### Instructions for the task
Please gather every line of the items below that contains the word "berry", copying each one in full; case counts.

### Data shown

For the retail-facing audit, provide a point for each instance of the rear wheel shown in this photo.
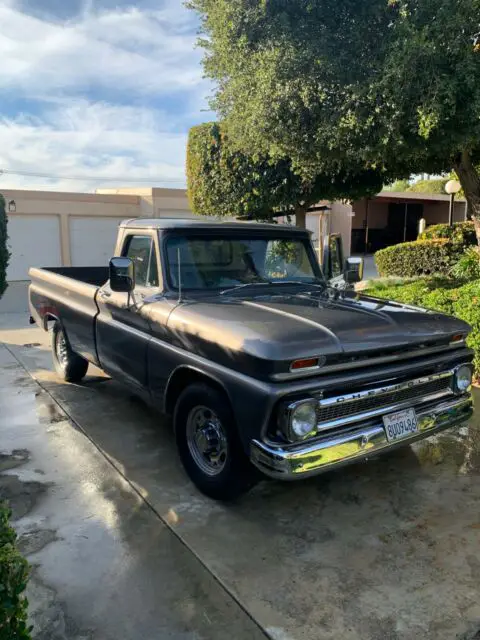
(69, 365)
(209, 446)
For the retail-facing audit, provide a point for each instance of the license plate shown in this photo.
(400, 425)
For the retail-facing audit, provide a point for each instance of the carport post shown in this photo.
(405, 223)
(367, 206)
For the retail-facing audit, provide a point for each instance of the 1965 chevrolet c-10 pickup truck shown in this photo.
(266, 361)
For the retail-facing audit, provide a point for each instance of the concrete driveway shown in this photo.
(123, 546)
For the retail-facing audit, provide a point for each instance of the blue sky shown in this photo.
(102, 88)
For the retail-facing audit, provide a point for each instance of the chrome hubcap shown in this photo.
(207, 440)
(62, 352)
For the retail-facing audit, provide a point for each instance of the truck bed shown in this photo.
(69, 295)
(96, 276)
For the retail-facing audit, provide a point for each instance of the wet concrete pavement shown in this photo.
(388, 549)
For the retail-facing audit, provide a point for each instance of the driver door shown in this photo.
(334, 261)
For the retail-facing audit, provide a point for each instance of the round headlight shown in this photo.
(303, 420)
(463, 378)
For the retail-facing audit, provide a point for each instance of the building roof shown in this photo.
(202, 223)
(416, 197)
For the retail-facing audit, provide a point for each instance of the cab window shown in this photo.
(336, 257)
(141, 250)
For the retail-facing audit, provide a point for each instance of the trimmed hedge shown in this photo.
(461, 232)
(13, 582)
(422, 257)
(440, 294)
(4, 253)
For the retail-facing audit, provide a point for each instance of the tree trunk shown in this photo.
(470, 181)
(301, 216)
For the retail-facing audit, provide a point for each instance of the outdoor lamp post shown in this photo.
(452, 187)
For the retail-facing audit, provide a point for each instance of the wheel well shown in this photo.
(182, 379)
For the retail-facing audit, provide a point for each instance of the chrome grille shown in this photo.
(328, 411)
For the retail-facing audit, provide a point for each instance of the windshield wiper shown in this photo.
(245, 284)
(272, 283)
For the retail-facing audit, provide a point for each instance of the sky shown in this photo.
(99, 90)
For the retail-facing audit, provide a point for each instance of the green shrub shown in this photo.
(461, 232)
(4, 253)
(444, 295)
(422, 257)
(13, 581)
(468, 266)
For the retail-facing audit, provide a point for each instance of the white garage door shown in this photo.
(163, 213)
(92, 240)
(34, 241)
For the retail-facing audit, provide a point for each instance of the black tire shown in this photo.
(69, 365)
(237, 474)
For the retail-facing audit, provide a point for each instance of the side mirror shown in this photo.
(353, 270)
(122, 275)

...

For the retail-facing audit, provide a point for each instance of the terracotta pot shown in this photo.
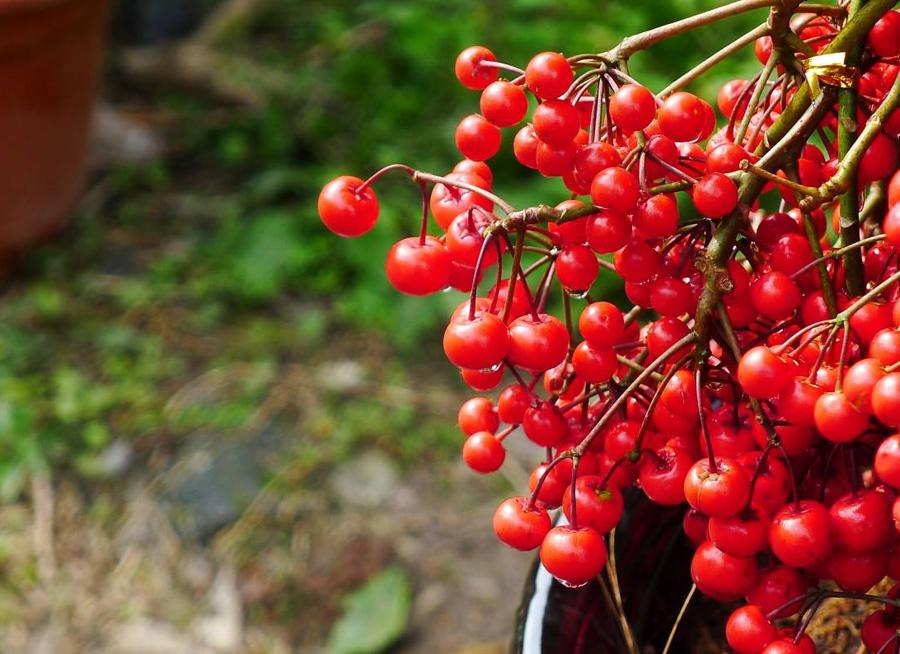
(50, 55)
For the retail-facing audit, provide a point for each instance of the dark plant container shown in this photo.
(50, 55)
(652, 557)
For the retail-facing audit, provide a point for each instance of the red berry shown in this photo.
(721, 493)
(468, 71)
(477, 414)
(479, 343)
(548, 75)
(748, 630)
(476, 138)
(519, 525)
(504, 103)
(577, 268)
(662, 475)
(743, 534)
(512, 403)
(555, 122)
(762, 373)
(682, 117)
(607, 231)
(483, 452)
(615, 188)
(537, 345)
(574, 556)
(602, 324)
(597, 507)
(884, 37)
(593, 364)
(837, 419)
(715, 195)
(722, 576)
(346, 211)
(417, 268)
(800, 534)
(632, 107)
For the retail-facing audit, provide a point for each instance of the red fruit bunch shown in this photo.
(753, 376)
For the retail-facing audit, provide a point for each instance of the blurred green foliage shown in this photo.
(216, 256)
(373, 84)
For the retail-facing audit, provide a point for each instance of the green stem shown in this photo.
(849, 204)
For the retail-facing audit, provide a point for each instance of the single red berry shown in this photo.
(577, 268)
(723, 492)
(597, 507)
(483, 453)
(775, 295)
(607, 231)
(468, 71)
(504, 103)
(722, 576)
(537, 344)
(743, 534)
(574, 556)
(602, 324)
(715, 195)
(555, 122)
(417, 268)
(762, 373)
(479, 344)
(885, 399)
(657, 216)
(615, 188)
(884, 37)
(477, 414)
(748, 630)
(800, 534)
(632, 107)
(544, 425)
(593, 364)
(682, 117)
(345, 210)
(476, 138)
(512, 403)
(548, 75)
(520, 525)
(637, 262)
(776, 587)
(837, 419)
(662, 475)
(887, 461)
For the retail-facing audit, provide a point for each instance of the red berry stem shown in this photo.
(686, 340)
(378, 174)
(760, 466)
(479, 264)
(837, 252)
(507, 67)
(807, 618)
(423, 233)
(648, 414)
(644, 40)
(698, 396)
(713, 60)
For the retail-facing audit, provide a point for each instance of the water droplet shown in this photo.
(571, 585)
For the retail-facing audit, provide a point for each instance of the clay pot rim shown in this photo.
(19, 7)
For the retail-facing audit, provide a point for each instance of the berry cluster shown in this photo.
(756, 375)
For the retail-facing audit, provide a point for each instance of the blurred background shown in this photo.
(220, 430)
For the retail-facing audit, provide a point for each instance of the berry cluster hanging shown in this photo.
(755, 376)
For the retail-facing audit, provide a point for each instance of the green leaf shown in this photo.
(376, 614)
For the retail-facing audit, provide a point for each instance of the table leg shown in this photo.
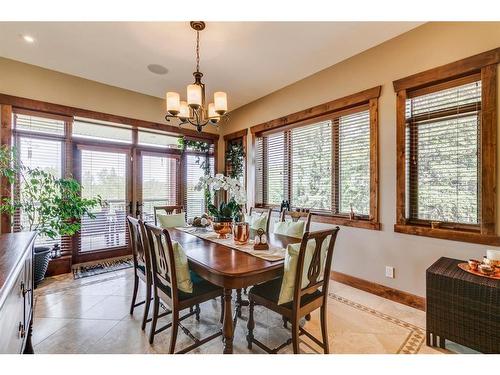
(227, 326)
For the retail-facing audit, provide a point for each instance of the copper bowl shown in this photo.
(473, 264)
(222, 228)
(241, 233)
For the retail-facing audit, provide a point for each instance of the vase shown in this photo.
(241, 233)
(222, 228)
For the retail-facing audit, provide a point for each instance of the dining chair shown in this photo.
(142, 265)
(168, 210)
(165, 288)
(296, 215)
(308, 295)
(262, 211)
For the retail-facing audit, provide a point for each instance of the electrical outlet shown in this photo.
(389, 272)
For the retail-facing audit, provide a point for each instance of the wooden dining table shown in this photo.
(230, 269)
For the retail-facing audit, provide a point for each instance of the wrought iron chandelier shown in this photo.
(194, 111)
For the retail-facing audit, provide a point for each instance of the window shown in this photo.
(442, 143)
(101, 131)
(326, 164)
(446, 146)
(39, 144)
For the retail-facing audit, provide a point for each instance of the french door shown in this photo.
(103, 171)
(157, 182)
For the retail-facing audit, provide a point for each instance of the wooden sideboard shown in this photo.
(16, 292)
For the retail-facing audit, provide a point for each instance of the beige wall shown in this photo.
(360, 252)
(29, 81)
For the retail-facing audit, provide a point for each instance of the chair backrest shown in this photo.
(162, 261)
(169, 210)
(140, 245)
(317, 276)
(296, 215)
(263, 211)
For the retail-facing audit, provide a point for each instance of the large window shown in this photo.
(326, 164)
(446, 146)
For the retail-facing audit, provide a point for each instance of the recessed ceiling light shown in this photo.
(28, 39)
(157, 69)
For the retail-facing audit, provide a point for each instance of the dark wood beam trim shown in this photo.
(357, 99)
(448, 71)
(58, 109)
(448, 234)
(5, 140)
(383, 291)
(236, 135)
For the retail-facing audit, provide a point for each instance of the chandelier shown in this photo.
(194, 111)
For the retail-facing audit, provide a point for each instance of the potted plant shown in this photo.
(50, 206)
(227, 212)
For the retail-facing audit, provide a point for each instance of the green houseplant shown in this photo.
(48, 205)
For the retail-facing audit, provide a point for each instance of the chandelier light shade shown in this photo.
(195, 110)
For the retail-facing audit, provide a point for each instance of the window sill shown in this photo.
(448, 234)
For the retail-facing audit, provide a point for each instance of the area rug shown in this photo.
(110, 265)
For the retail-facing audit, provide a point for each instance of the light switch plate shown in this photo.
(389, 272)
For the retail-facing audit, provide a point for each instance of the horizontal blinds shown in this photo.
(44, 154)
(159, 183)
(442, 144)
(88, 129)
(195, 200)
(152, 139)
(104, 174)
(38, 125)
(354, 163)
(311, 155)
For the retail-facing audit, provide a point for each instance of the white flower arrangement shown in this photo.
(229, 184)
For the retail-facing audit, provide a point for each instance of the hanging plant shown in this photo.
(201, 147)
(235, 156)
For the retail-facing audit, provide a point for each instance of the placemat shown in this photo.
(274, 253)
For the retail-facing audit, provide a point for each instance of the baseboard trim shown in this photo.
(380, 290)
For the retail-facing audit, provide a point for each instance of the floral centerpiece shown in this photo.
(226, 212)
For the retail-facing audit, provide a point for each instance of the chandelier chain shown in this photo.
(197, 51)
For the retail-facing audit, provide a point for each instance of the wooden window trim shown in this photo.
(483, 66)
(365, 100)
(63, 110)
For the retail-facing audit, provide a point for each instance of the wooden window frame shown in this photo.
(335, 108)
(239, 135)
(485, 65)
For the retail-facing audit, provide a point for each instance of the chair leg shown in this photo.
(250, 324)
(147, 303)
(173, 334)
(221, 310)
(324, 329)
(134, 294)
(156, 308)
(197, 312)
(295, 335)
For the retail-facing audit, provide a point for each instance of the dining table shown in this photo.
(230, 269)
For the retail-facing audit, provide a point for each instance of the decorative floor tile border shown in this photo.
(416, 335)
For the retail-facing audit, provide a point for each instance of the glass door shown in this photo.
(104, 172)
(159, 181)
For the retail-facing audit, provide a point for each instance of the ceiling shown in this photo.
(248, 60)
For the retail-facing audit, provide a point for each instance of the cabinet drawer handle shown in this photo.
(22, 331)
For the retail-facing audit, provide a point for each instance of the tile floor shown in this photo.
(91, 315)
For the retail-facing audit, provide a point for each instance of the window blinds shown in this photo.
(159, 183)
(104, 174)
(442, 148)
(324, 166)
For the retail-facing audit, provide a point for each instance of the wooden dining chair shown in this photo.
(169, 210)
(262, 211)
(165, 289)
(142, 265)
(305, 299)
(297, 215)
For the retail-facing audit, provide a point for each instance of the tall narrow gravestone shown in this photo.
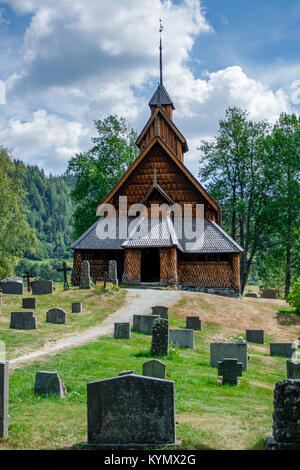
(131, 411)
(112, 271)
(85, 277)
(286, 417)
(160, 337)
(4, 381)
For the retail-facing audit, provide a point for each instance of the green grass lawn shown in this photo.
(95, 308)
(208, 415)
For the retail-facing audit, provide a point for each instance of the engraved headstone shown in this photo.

--

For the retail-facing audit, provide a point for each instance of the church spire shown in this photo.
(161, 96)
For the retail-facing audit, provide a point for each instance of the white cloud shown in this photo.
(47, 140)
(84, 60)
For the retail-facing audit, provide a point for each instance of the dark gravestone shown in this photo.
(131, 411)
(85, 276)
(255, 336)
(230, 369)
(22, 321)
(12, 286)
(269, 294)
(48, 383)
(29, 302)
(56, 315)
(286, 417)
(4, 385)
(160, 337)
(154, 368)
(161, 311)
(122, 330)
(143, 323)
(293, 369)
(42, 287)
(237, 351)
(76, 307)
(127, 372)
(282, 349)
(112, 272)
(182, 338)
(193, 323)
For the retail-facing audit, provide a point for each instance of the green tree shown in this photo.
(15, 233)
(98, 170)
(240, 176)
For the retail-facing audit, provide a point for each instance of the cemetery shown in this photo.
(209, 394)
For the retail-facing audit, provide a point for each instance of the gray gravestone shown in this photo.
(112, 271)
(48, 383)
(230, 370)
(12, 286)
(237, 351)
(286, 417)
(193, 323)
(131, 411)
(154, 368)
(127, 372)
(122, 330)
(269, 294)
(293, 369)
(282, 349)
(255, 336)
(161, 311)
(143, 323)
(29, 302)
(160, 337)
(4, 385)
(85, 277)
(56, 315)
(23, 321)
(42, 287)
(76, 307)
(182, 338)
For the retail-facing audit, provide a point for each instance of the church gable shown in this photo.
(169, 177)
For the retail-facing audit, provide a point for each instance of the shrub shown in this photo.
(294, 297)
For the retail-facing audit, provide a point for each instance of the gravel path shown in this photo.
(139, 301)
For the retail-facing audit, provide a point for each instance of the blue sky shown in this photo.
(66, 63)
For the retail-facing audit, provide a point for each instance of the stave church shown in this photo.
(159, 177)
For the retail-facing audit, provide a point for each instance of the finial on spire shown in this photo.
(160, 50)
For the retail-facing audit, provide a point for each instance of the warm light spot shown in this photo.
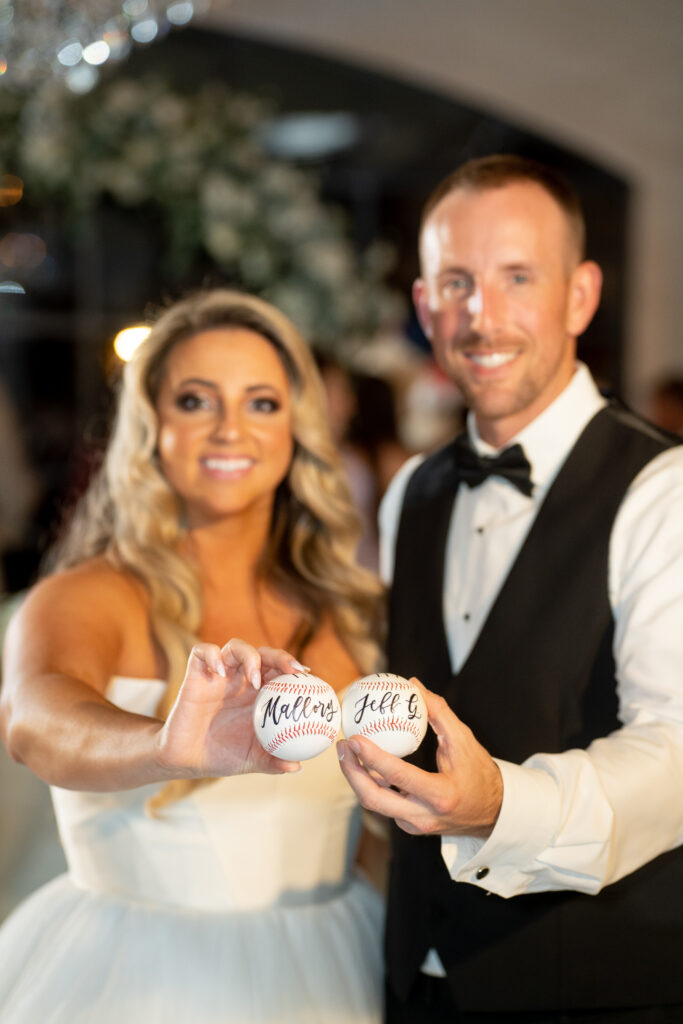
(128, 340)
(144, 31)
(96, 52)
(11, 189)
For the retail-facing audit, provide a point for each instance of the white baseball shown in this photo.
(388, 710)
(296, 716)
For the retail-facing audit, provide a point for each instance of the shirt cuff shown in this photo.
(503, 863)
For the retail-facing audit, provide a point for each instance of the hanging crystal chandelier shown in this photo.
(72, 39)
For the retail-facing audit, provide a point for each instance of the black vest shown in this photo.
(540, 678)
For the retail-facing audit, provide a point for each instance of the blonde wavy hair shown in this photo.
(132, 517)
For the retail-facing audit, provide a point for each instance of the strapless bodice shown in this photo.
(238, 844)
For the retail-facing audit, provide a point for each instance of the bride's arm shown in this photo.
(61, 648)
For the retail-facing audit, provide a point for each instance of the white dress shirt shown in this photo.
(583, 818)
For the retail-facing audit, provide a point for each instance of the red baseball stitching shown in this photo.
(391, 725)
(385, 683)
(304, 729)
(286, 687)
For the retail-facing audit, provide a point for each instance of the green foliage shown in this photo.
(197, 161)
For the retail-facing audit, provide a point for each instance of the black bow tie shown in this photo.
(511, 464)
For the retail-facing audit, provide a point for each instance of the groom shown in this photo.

### Exercise solution
For the retail-facing audit, provide a point for each instance of the red berry shown in this photo.
For the retail-facing audit, provide a point for each instance of the single red berry shown in this photo.
For the retail-facing audit, provide a point for each instance of the red berry stem shown in this photo.
For the retail-facing audit, provide a point for each instance of the berry cluster shown in this photo.
For the retail-facing audit, provide a point for each instance of the berry cluster hanging shown in this photo.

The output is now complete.